Task.
In how many lines of the data below does the word "shoulder" appear? Reply with the number alone.

::: Given data

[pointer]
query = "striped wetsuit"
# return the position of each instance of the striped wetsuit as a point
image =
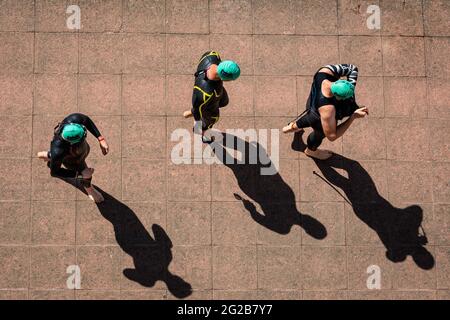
(343, 108)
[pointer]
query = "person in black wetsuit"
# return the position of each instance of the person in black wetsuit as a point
(209, 94)
(70, 149)
(331, 99)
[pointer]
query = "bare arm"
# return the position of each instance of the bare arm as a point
(328, 118)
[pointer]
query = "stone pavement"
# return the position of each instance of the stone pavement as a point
(130, 68)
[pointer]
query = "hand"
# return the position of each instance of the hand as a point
(249, 205)
(87, 173)
(104, 146)
(361, 112)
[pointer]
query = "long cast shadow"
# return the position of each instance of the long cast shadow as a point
(271, 192)
(398, 228)
(151, 256)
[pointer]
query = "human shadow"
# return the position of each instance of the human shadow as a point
(398, 228)
(151, 255)
(276, 199)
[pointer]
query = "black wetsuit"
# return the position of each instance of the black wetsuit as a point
(344, 108)
(208, 95)
(71, 156)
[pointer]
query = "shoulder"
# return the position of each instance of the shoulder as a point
(327, 111)
(75, 118)
(58, 147)
(204, 86)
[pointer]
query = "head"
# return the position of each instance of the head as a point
(228, 70)
(73, 133)
(342, 89)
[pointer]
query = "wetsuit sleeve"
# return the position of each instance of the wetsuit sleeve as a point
(200, 99)
(345, 70)
(352, 105)
(224, 100)
(85, 121)
(55, 163)
(197, 100)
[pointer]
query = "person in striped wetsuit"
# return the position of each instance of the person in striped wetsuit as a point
(331, 99)
(209, 95)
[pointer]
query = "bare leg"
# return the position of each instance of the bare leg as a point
(291, 127)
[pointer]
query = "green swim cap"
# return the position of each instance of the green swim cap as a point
(228, 70)
(343, 89)
(73, 133)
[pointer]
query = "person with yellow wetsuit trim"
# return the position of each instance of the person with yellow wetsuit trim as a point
(209, 95)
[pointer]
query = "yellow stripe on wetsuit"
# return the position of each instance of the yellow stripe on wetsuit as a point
(205, 101)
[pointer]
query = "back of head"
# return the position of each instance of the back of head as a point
(73, 133)
(228, 70)
(343, 89)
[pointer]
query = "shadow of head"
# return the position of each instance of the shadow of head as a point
(273, 195)
(151, 255)
(398, 228)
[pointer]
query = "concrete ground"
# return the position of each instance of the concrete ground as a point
(130, 68)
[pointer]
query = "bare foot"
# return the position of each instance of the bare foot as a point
(187, 114)
(43, 155)
(318, 154)
(291, 127)
(94, 195)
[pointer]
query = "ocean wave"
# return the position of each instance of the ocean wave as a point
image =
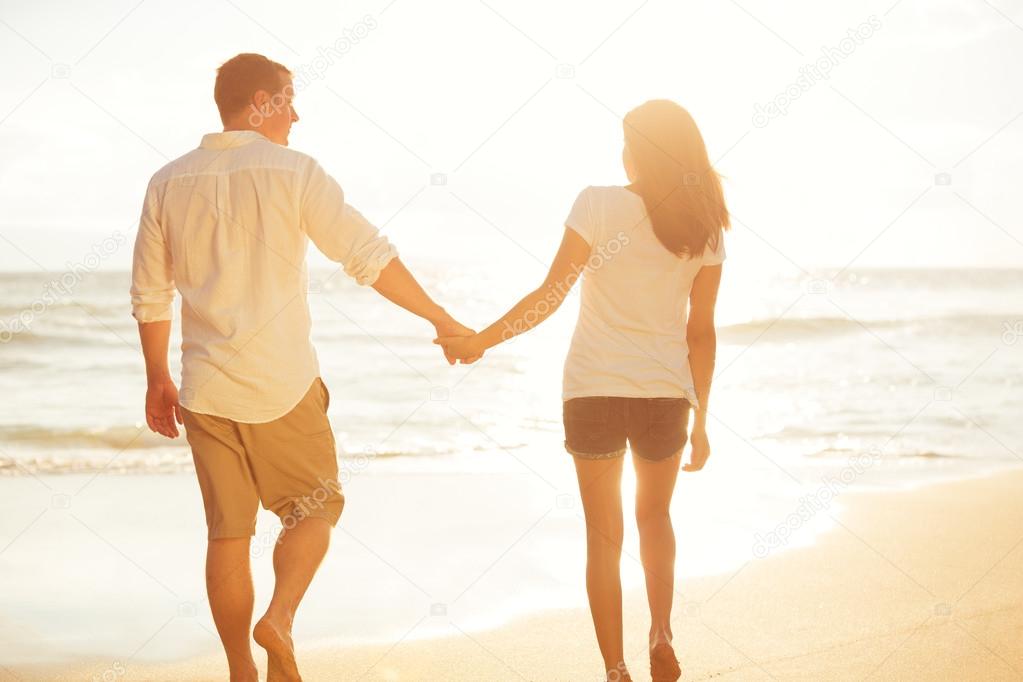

::::::

Correct output.
2